- Page:
The Peanuts Are Complimentary*

In a previous post about Mike Mangione, I used the word "complimentary." Normally I'm a bit of a stickler for proper English, but I'm not completely sure whether I used the correct synonym.

*

A Flametroll Movie Poll

This is a poll. I know there are at least a couple of readers out there. Do me a favor and leave a quick comment telling me whether I'm on the right track with this. Among my friends, I'm apparently in the great minority on this issue, so I'd like to know if I'm crazy.

I saw Pan's Labyrinth for the second time last night. Before we put it on, I commented that I didn't think it was a very good movie. Immediately, I got slammed with all 10 people in the room telling me what a great movie it was. The phrases "artistic masterpiece" and "best movie ever" were actually used.

Having seen it again, I repeat my impression of the movie: a shrug and and "ehh." I didn't hate it. I just didn't particularly like it. To me, it didn't mean anything. A lot of stuff happened, but why? For what purpose? What should I take away from this movie?

Everyone asked how I could like Lord of the Rings and not like Pan's Labyrinth. Because The Lord of the Rings means something. It shows human virtue in the face of evil. At its best (and the movie messes up Faramir when it doesn't understand this point), it shows that seizing ultimate power (the Ring) eats you up and spits you out. It shows a Christian understanding of stewardship over nature (why do you think the Ents join the good guys instead of joining Saruman?) And ultimately it comes to a satisfying conclusion. Bad guys get their comeuppance, good guys get their just desserts. The old, whose time is passing, are escorted off to Paradise.

Pan's Labyrinth couldn't muster any of this. Instead, it ends in a pile of corpses. How should I feel about this display of special effects movie blood? I shrug and I'll have forgotten the movie tomorrow.

I Sometimes Tell People I Have the Memory Span of a Goldfish

Apparently, that's insulting toward goldfish.

Political Polytheism?

By now, I'm sure we all know that Barack Obama is the Messiah.

But how many of us are aware that Hillary Clinton is too? According to James Carville, Gov. Bill Richardson is guilty of selling the Clintons out for thirty pieces of silver.

Apparently, Richardson doesn't set his sights high enough. Silver is currently hovering around $17 an ounce, while gold is pushing a grand.

But I digress (that's what I do). What's really important is that we find out who the real Messiah is, and pronto. When he/she comes back and we're worshipping the wrong Messiah, there's going to be hell to pay (literally, heh. Rimshot.).

Here are some options:
John McCain - He actually got tortured. Also, he's the one in the race who is most likely to respond to the name "Ancient of Days."

- Task 1: Copy the entries word for word, from the line containing "If you could point at the pointed" down through the last entry.
- Task 2: Resume the blog page from the point where it stops.
The blog page and the entries are unrelated to each other.

- Entries provided:
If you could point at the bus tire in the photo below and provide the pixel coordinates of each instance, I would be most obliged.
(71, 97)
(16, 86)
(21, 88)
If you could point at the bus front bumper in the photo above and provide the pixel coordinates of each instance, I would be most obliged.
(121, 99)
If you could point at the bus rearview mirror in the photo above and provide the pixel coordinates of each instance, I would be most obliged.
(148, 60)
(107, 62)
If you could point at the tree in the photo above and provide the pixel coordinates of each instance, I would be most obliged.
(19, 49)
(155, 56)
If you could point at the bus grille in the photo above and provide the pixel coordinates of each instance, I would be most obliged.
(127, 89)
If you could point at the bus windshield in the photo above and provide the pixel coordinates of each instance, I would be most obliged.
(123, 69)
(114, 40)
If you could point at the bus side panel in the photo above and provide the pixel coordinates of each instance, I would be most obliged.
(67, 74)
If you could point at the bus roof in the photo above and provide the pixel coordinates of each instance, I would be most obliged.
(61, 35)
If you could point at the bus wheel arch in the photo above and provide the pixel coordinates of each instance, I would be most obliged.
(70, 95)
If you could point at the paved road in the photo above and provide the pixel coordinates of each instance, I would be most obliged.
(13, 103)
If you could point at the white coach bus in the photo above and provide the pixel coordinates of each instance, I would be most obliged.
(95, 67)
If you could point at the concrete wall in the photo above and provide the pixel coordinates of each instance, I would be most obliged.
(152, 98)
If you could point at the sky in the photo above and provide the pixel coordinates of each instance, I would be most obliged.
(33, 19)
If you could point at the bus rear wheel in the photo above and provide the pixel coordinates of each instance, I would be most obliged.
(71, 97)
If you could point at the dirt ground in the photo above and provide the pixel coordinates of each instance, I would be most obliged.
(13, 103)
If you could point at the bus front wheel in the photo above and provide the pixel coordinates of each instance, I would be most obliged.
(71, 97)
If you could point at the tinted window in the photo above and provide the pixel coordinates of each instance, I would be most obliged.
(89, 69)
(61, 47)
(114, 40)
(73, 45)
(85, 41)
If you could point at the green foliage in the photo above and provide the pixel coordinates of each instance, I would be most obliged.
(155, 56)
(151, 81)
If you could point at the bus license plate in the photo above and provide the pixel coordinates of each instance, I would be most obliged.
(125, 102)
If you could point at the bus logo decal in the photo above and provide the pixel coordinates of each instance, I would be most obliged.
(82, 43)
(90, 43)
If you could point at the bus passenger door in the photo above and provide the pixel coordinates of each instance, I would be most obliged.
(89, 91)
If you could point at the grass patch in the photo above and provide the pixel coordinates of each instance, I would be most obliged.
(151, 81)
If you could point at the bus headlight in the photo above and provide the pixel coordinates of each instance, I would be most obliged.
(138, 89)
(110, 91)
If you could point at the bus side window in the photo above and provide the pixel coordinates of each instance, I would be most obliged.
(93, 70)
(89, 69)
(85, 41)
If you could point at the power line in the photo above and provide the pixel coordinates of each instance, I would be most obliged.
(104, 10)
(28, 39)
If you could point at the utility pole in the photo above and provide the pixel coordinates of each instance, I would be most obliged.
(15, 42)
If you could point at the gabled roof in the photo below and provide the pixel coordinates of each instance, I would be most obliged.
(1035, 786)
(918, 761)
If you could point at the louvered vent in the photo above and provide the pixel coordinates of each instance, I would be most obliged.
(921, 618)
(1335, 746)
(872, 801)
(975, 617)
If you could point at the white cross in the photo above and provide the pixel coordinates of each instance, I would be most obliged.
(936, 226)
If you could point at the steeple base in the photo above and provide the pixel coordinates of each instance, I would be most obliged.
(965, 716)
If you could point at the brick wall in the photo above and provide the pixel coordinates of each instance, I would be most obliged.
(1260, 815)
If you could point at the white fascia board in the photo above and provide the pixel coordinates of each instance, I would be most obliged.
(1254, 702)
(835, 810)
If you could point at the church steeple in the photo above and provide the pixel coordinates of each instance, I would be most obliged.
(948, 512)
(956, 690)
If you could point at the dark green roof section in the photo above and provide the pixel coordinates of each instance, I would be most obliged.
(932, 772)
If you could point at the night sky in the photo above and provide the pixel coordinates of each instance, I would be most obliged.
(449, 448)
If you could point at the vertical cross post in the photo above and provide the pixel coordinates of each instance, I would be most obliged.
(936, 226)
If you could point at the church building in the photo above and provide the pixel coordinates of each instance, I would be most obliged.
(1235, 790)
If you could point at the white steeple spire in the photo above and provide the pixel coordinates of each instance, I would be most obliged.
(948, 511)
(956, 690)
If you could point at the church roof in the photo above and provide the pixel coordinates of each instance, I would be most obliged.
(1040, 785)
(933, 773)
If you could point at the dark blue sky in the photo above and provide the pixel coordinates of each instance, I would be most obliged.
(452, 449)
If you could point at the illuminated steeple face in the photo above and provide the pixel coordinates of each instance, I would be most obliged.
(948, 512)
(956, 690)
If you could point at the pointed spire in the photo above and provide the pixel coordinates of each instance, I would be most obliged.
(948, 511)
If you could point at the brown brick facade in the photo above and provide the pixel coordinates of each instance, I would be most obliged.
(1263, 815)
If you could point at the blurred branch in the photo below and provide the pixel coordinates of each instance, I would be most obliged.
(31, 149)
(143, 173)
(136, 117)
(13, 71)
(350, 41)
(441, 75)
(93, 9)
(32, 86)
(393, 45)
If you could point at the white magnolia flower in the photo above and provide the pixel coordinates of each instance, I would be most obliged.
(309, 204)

- Answer 1:
If you could point at the pointed spire in the photo above and provide the pixel coordinates of each instance, I would be most obliged.
(948, 511)
If you could point at the brown brick facade in the photo above and provide the pixel coordinates of each instance, I would be most obliged.
(1263, 815)
If you could point at the blurred branch in the photo below and provide the pixel coordinates of each instance, I would be most obliged.
(31, 149)
(143, 173)
(136, 117)
(13, 71)
(350, 41)
(441, 75)
(93, 9)
(32, 86)
(393, 45)
If you could point at the white magnolia flower in the photo above and provide the pixel coordinates of each instance, I would be most obliged.
(309, 204)

- Answer 2:
Ron Paul - The "John Dear, SJ Jesus." Came to overthrow the power of Caesar, got whacked by his own people.

Steve Adams - I don't even know who he is:

Mike is Hitting it Big


A couple of months ago, I broke the story of Mike Mangione to the world of blogs. Catching up with the trend, the widely-read Catholic blog American Papist has a profile of Mike and the band.

Go check it out, the coverage is extremely complimentary. There's even some video of the show.

Update: Buy his new CD Tenebrae

Spirituality in the Bathroom

I was thinking the other day about a situation that came up with a friend and I a couple of years ago. A friend of mine goes to a Franciscan school and I go to a Jesuit school. When we were both assigned to clean bathrooms as a part of the service team on a retreat, the following situation arose:

There was a stall where someone kept locking it from the inside and then getting out somehow, leaving the stall locked. My friend and I both encountered this stall, but we didn't compare notes about it until later. My friend got into the stall by getting on the floor and crawling under the door. Once inside, he cleaned the toilet, unlocked the door and left. When it was my turn to clean that stall, I twisted the piece of metal on the outside of the door that connects to the inside lock handle. The door opened. I cleaned the toilet.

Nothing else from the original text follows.